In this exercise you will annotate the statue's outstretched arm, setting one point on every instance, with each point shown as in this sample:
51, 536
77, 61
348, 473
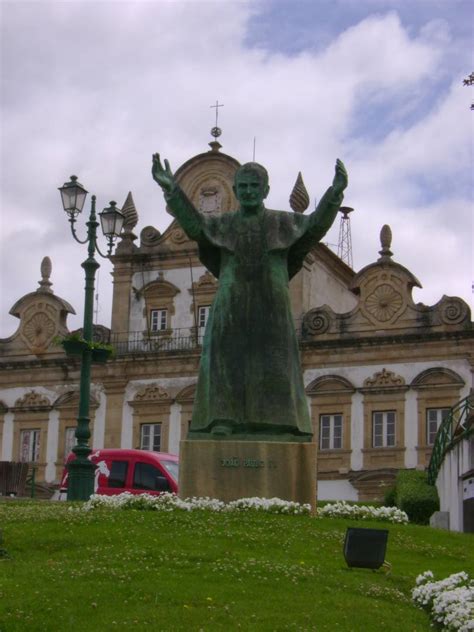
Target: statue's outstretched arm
---
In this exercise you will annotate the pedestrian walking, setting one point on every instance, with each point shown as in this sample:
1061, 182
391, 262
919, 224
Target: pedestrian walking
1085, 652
* * *
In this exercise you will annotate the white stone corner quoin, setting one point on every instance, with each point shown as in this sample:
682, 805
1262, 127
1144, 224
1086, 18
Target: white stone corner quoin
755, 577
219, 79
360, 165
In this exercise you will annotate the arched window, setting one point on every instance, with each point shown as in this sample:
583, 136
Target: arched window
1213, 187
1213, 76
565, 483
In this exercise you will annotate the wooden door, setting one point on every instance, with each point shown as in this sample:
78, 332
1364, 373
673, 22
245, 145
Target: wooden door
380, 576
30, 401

=== TASK TO COMPLETE ===
In the records, from the line containing "In this exercise you will annotate the statue's" up to and including the line containing "Target: statue's outstretched arm", replace "outstretched arm" with "raised hand" and reproduce only those lines with everything else unchanged. Omit the picture from your answer.

=== ANSWER BELOW ===
In this exercise you will annotate the statue's raised hand, setting one point on every instance, with each point shown as in this sample:
51, 536
77, 61
348, 473
Target: statue's raised hand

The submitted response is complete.